TASK DESCRIPTION
Using the records below, filter for lines that contain the string "small" and copy them out.

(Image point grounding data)

______

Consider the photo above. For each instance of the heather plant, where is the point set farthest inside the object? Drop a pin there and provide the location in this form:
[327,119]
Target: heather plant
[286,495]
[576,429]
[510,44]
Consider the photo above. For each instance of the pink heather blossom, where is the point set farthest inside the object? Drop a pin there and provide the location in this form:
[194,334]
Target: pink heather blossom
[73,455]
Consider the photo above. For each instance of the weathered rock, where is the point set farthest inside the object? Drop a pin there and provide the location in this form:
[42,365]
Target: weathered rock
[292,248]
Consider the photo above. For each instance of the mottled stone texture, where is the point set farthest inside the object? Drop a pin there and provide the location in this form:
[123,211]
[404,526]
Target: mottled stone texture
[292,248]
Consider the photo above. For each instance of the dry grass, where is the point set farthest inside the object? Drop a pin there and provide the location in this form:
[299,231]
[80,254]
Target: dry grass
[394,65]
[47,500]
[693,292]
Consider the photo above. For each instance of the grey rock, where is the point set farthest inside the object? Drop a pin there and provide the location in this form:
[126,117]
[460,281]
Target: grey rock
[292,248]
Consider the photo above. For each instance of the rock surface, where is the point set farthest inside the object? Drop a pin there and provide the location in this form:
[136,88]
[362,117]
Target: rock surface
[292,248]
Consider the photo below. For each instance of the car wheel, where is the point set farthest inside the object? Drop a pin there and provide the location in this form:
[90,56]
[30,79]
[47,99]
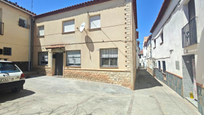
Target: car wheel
[15,90]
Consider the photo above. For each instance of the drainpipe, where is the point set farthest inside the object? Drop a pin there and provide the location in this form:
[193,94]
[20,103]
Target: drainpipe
[30,36]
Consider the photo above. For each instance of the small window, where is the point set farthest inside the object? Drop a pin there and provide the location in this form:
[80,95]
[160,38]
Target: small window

______

OUTPUT BELOW
Consider the photo above. For each instance of the small window, where is the point set farthest inside the object? Drop a pin there and provide the location in this form:
Target: small window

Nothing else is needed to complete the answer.